## Document passage
####

While the veep nod is only occasionally a springboard to the presidency, it’s
almost always a trapdoor to mortification.
Look at Ryan. Mere weeks ago, he was as close to a matinee idol as a House
Budget Committee could hope to produce, his crush on Ayn Rand noted in passing
but his wonky earnestness taken on faith. Now he’s a veritable poster boy for
hyperbole and hypocrisy, his record and words generating fresh headlines almost
daily. At this pace, a truly fleet one, he’ll be on trial in The Hague by year’s
end. Unless he’s moving into the residence at the Naval Observatory, which would
be the worse fate for him by far.
Look at that residence’s current occupant, Joe Biden. Before he was visited by
the giddy dream of the vice presidency, his habit of unfiltered utterances was
considered endearing. Afterward, he was deemed “a clownish gasbag” and “a human
I.E.D.,” to cite two phrases from this week’s cover story on him in New York
magazine. I.E.D. is short for “improvised explosive device,” emphasis on the
improvisation, and the story, by John Heilemann, is actually among Biden’s more
flattering profiles.
The White House is regularly rapping his knuckles and he’s forever being dissed.
You wouldn’t expect to encounter a rope line at a Virginia bakery with a name
like Crumb and Get It, but when an advance team sought permission for Biden to
stop there during a campaign swing in mid-August, the bakery’s owner declined to
give it. No crumbs for the vice president.

####

## Listed entries

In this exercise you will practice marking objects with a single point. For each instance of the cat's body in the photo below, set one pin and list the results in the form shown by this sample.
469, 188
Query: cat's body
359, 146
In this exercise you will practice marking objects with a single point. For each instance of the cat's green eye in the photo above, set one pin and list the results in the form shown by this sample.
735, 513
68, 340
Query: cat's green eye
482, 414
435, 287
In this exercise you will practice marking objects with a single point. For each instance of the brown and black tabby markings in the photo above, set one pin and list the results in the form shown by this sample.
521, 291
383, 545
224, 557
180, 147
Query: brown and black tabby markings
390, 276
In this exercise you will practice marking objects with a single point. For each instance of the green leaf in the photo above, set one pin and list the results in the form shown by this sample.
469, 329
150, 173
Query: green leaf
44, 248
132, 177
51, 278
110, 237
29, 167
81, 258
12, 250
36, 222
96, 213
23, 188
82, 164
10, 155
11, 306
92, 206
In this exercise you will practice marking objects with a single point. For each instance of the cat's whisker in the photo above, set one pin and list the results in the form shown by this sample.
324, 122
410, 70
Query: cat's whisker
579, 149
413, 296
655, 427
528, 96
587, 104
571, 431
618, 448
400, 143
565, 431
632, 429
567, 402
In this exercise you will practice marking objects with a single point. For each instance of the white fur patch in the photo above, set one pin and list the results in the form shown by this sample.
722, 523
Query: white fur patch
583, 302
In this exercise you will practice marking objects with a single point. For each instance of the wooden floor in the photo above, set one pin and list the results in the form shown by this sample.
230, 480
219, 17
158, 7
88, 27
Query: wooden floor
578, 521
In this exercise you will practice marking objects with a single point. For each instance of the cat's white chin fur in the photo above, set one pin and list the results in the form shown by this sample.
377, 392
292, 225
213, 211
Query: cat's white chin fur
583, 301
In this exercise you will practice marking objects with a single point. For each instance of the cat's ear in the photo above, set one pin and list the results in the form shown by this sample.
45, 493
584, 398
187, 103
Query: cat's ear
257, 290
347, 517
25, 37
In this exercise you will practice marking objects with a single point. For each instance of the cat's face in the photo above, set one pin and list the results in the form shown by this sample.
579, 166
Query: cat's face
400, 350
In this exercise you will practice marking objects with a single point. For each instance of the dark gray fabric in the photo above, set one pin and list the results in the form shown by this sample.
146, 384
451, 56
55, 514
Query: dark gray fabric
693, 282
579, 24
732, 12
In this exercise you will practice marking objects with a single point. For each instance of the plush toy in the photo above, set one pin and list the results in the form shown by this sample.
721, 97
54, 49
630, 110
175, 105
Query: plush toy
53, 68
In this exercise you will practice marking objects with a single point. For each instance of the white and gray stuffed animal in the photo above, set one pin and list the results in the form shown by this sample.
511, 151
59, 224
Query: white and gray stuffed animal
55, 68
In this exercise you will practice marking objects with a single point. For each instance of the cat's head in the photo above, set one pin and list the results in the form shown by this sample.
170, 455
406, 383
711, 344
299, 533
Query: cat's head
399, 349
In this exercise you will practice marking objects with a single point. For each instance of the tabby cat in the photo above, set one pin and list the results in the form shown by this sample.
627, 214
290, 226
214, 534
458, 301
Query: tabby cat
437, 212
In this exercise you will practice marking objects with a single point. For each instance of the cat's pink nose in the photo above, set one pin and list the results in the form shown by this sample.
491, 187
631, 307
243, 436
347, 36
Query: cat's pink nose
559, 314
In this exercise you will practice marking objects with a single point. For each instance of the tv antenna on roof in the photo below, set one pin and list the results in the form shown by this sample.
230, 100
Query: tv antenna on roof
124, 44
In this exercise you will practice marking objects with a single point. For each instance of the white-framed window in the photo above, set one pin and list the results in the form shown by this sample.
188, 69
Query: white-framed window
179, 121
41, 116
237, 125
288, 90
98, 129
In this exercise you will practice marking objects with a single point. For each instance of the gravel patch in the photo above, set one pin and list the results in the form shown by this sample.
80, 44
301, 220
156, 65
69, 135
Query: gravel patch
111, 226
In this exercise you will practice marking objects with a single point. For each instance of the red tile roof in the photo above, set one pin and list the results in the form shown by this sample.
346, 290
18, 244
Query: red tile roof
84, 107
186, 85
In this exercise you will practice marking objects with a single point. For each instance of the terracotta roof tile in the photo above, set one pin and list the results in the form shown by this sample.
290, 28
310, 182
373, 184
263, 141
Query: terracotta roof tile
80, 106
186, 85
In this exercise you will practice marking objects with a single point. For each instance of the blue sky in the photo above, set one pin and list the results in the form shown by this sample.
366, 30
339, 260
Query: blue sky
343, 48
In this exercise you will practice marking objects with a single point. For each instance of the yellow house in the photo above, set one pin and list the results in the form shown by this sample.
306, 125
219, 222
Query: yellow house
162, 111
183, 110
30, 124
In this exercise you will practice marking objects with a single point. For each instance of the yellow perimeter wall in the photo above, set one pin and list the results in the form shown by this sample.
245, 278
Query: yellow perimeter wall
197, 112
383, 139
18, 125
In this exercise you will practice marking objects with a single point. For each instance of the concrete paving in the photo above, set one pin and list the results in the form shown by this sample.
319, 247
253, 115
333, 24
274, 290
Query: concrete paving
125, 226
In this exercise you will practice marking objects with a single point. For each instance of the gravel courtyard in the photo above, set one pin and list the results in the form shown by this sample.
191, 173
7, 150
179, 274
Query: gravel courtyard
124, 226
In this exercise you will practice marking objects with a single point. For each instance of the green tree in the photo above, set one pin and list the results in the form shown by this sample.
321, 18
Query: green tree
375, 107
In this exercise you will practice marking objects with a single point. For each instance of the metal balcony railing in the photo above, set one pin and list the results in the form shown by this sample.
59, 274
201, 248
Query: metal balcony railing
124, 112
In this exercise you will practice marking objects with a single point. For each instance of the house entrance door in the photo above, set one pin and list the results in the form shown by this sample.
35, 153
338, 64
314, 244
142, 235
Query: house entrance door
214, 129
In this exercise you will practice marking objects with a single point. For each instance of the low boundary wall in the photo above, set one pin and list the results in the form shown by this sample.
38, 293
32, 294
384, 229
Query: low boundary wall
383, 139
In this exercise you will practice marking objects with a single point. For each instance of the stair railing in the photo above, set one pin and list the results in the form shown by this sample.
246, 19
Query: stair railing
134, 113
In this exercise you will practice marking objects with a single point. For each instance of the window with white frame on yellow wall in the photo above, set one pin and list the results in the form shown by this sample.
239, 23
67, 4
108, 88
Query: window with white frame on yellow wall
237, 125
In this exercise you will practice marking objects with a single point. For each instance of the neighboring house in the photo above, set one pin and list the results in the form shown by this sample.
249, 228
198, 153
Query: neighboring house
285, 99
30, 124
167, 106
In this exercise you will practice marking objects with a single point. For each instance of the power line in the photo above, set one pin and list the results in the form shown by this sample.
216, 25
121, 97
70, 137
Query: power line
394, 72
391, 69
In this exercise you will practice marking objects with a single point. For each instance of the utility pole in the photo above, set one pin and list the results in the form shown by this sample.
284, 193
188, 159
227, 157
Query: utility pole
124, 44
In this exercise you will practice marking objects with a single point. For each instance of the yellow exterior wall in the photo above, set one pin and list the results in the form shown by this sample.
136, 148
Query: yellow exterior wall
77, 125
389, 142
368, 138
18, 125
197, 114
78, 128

####

## Task set
1. Which people does the vice-presidency passage mention by name? List every one.
2. Answer these questions about the vice-presidency passage:
(a) Which magazine ran this week's cover story on Biden?
(b) What is the name of the Virginia bakery?
(c) When did the advance team seek permission for Biden to stop at the bakery?
3. Reproduce the vice-presidency passage from "Look at that" up to and including "the vice president.".

## Task results
1.
Ryan
Ayn Rand
Joe Biden
John Heilemann

2.
(a) New York magazine
(b) Crumb and Get It
(c) During a campaign swing in mid-August

3.
Look at that residence’s current occupant, Joe Biden. Before he was visited by
the giddy dream of the vice presidency, his habit of unfiltered utterances was
considered endearing. Afterward, he was deemed “a clownish gasbag” and “a human
I.E.D.,” to cite two phrases from this week’s cover story on him in New York
magazine. I.E.D. is short for “improvised explosive device,” emphasis on the
improvisation, and the story, by John Heilemann, is actually among Biden’s more
flattering profiles.
The White House is regularly rapping his knuckles and he’s forever being dissed.
You wouldn’t expect to encounter a rope line at a Virginia bakery with a name
like Crumb and Get It, but when an advance team sought permission for Biden to
stop there during a campaign swing in mid-August, the bakery’s owner declined to
give it. No crumbs for the vice president.